Problem statement ▸ In the listing below, a line holding "Identify the pedestrian" and a line holding "Identify the white sneaker" mark the range. Retype both exactly, with all lines between them.

Stored data ▸
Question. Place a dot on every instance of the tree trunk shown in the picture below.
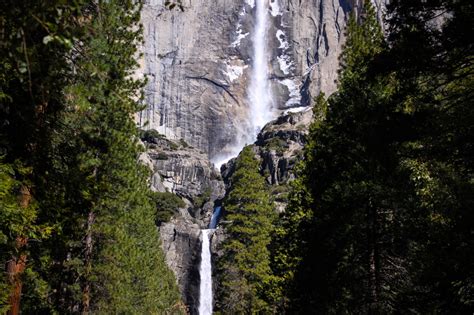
(374, 261)
(88, 264)
(17, 264)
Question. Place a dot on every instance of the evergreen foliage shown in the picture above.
(244, 270)
(77, 218)
(377, 218)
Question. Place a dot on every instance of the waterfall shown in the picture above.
(205, 272)
(215, 217)
(260, 97)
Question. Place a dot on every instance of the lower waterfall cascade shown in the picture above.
(260, 113)
(205, 272)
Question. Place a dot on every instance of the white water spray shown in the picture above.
(205, 272)
(260, 97)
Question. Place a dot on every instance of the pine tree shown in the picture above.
(244, 270)
(111, 253)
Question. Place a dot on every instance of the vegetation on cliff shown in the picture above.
(77, 219)
(244, 274)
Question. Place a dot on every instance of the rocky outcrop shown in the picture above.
(187, 172)
(198, 63)
(279, 147)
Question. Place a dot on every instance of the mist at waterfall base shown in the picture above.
(260, 98)
(205, 270)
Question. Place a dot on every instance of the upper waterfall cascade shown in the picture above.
(260, 96)
(261, 109)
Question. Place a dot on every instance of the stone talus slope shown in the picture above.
(198, 63)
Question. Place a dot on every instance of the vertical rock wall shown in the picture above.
(198, 63)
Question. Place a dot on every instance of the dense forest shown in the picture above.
(380, 217)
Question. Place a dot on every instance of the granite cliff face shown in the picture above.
(186, 172)
(198, 63)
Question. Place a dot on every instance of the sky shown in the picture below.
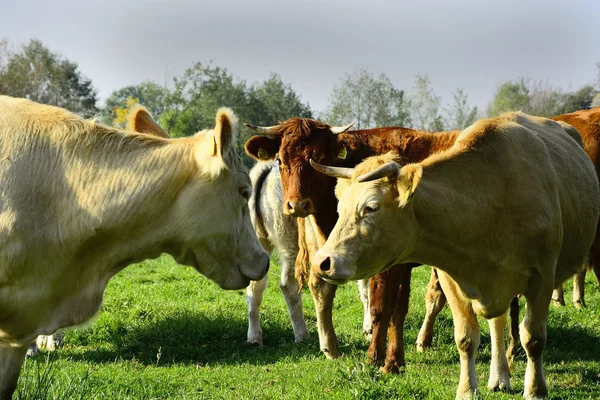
(470, 44)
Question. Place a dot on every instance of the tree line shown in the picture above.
(189, 102)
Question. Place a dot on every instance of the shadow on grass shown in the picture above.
(191, 339)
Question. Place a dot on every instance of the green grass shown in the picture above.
(166, 332)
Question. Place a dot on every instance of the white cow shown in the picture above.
(511, 208)
(275, 231)
(81, 201)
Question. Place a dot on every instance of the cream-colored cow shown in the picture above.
(511, 208)
(80, 201)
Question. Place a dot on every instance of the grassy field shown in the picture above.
(165, 332)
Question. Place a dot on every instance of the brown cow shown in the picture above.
(587, 122)
(527, 177)
(306, 192)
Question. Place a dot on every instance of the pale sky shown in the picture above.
(469, 44)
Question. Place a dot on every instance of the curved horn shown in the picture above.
(390, 170)
(265, 130)
(336, 172)
(341, 129)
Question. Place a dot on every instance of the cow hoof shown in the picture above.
(255, 338)
(500, 386)
(331, 354)
(32, 351)
(392, 368)
(558, 302)
(421, 347)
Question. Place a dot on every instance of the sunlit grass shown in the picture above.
(165, 332)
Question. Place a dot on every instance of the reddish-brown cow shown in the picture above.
(296, 141)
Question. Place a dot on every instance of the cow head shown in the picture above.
(293, 143)
(376, 226)
(215, 233)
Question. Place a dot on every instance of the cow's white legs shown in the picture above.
(323, 294)
(579, 288)
(434, 303)
(499, 371)
(558, 296)
(363, 288)
(466, 335)
(290, 288)
(533, 339)
(11, 360)
(254, 295)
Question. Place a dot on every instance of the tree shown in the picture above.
(460, 114)
(36, 73)
(274, 101)
(368, 101)
(148, 93)
(425, 106)
(538, 98)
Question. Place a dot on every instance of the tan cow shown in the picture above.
(81, 201)
(511, 208)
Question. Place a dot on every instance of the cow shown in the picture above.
(587, 123)
(81, 201)
(273, 229)
(511, 208)
(310, 194)
(139, 120)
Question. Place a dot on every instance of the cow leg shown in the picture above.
(363, 289)
(466, 335)
(11, 361)
(254, 295)
(395, 351)
(533, 340)
(323, 294)
(290, 288)
(434, 303)
(579, 288)
(384, 287)
(558, 296)
(499, 372)
(514, 333)
(49, 342)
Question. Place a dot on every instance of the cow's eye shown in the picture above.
(370, 208)
(245, 192)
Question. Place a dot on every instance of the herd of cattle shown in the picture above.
(507, 208)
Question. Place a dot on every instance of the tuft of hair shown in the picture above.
(367, 165)
(225, 115)
(140, 120)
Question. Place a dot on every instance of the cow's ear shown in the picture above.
(225, 131)
(262, 148)
(408, 180)
(140, 120)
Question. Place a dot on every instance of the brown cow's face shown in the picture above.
(295, 142)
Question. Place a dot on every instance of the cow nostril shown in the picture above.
(325, 264)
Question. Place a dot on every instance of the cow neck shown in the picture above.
(411, 145)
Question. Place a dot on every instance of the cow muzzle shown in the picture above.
(330, 269)
(299, 208)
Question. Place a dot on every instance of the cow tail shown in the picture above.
(513, 347)
(303, 258)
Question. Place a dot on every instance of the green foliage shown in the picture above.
(537, 98)
(165, 332)
(36, 73)
(149, 94)
(460, 114)
(367, 100)
(425, 106)
(191, 104)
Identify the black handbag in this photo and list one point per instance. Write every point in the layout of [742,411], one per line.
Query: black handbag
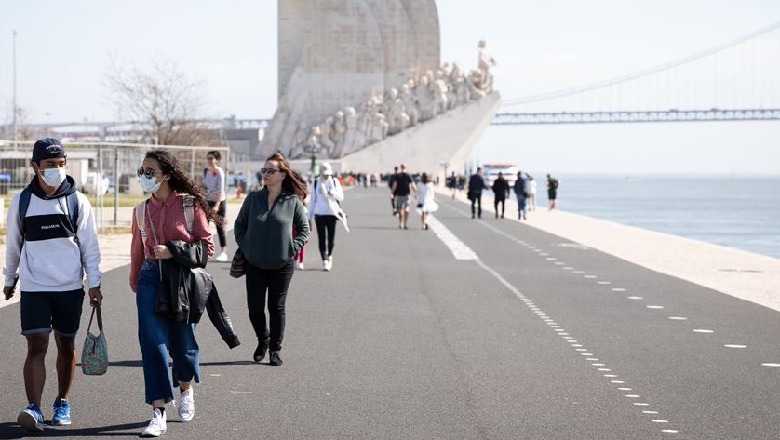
[238,264]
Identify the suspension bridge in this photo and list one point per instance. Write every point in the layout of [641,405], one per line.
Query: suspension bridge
[738,80]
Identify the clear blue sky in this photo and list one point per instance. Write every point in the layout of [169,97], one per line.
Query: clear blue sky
[63,47]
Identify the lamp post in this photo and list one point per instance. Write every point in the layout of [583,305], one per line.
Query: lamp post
[16,107]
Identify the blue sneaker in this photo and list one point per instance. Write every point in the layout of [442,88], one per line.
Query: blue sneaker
[31,418]
[61,415]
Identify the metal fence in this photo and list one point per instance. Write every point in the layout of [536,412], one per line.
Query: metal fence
[101,169]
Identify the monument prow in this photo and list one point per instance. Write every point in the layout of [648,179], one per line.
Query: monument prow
[446,139]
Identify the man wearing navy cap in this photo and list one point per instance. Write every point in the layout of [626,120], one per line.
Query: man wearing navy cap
[51,241]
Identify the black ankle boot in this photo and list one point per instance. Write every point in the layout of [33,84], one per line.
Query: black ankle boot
[262,347]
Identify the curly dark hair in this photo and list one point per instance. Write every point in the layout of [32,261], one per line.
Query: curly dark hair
[294,183]
[181,182]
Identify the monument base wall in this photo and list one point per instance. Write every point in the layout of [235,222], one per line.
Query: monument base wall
[447,139]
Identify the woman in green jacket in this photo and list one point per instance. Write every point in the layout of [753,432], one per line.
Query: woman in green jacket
[264,233]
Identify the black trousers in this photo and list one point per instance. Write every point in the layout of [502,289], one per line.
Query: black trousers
[326,234]
[476,199]
[496,202]
[220,230]
[275,282]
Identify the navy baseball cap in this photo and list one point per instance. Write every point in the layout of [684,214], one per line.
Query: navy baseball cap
[48,148]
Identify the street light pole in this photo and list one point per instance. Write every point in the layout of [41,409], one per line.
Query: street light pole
[16,108]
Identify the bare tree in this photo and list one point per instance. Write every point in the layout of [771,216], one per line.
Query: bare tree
[168,106]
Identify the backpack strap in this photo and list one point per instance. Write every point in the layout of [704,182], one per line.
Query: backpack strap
[188,203]
[24,203]
[139,219]
[73,211]
[73,214]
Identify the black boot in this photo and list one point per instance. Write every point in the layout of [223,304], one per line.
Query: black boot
[274,359]
[262,347]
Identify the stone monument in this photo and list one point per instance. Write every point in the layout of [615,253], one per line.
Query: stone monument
[357,75]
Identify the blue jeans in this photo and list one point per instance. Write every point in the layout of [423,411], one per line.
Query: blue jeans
[160,338]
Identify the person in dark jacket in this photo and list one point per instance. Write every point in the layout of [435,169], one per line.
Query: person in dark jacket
[500,193]
[476,186]
[159,336]
[264,233]
[521,192]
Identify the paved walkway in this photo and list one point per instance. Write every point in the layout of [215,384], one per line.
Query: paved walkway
[486,329]
[741,274]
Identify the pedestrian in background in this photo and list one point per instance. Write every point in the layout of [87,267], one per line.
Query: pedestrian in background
[160,336]
[476,186]
[390,183]
[326,195]
[521,194]
[52,289]
[552,191]
[214,182]
[403,184]
[530,188]
[452,183]
[500,189]
[426,200]
[264,233]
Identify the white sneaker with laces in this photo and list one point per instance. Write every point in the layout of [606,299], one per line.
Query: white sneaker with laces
[187,405]
[157,426]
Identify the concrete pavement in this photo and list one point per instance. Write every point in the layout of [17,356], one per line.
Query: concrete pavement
[474,329]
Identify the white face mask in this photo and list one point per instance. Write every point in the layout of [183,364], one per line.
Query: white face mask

Answer ▸
Identify the pedestrian in background in this photo and list one point per instance. Write every point in the layout of [87,267], one per line.
Query: pedestrian in background
[160,336]
[476,186]
[390,183]
[326,195]
[521,194]
[52,289]
[552,191]
[214,182]
[403,184]
[530,188]
[452,183]
[500,189]
[426,200]
[264,233]
Identify the white sneaker with laces in this photo and list one point per instance. Write every point in the layout of [606,299], one per line.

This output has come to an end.